Prüfen Sie, ob die Aussagen (a), (b) und (c) mit dem unten stehenden Text über das Waldsterben übereinstimmen, und antworten Sie jeweils mit Ja oder Nein samt den entscheidenden Worten des Textes als wörtlichem Zitat.
(a) Die Waldschäden werden aus 740 Kilometer Höhe mit einem amerikanischen Satelliten untersucht.
(b) Bisher lagen die Beobachtungspunkte der Förster in einem Raster von fünf Kilometern.
(c) Die Ergebnisse sollen im März vorliegen.

• [AUSGEWÄHLTER TEXT]:
_ _ _ _ _ _ _

Waldsterben: Hilfe aus dem All

■ Satellit untersucht großflächig Waldschäden / Ergebnisse sollen im Februar vorliegen / Erstmals erstellt die Umweltverwaltung eine Schadenskette

Hoffnung für den Wald: Berlins Umweltverwaltung und Brandenburgs Umweltministerium lassen erstmals die Schäden von Tannen und Kiefern großflächig untersuchen – aus 740 Kilometer Höhe mit Hilfe eines amerikanischen Satelliten. Bislang gab es nur Punkte in einem Raster von zwei Kilometern, an denen Förster und Fachleute einzelne Bäume vom Boden aus begutachteten. Doch mit dieser Erhebung sei bisher nur eine so grobe Bestandsaufnahme möglich gewesen, daß „wir praktisch nicht einmal sagen konnten, so geht's dem Grunewald“, erläuterte Ulrich von Drewitz, Mitarbeiter der Umweltverwaltung, der taz.

_ _ _ _ _ _ _

• [AUFLISTUNG]:

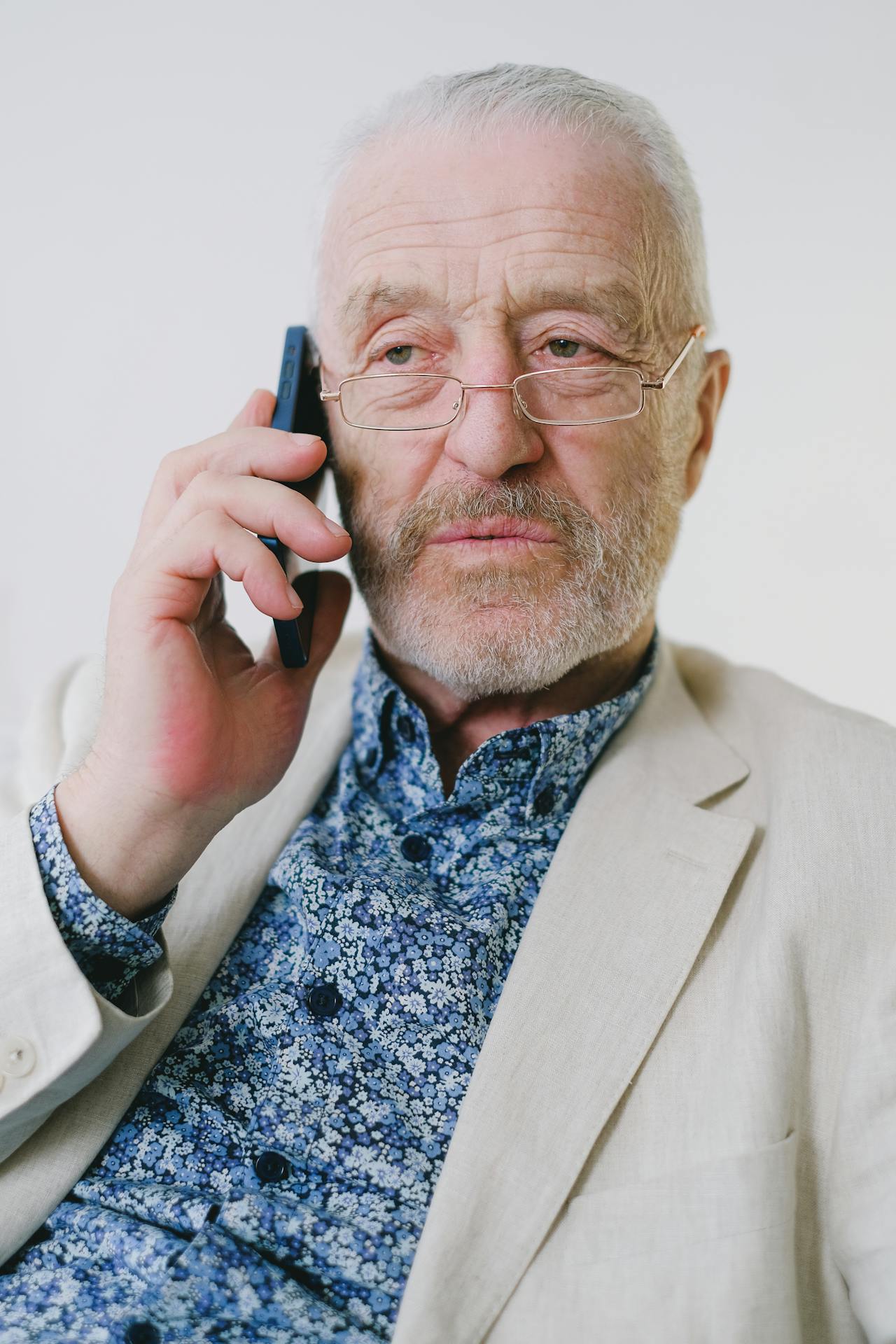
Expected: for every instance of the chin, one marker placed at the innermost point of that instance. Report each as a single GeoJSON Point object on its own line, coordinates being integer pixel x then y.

_ _ _ _ _ _ _

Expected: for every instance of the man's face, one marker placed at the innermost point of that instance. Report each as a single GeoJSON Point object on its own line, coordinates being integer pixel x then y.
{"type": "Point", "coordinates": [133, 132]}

_ _ _ _ _ _ _

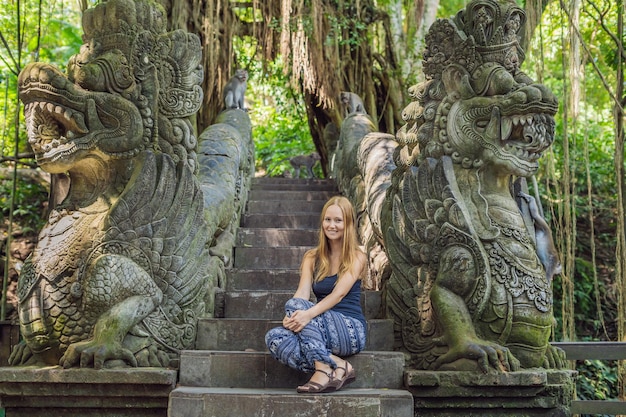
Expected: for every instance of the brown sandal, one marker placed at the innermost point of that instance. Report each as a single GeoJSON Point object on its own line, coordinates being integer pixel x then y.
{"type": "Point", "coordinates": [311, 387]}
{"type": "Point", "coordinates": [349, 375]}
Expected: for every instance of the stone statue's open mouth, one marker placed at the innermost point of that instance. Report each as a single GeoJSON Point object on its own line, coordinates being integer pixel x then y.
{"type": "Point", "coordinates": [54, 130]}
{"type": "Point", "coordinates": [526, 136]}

_ _ _ _ _ _ _

• [ERWARTETE AUSGABE]:
(a) Ja: „aus 740 Kilometer Höhe mit Hilfe eines amerikanischen Satelliten“
(b) Nein: „Bislang gab es nur Punkte in einem Raster von zwei Kilometern“
(c) Nein: „Ergebnisse sollen im Februar vorliegen“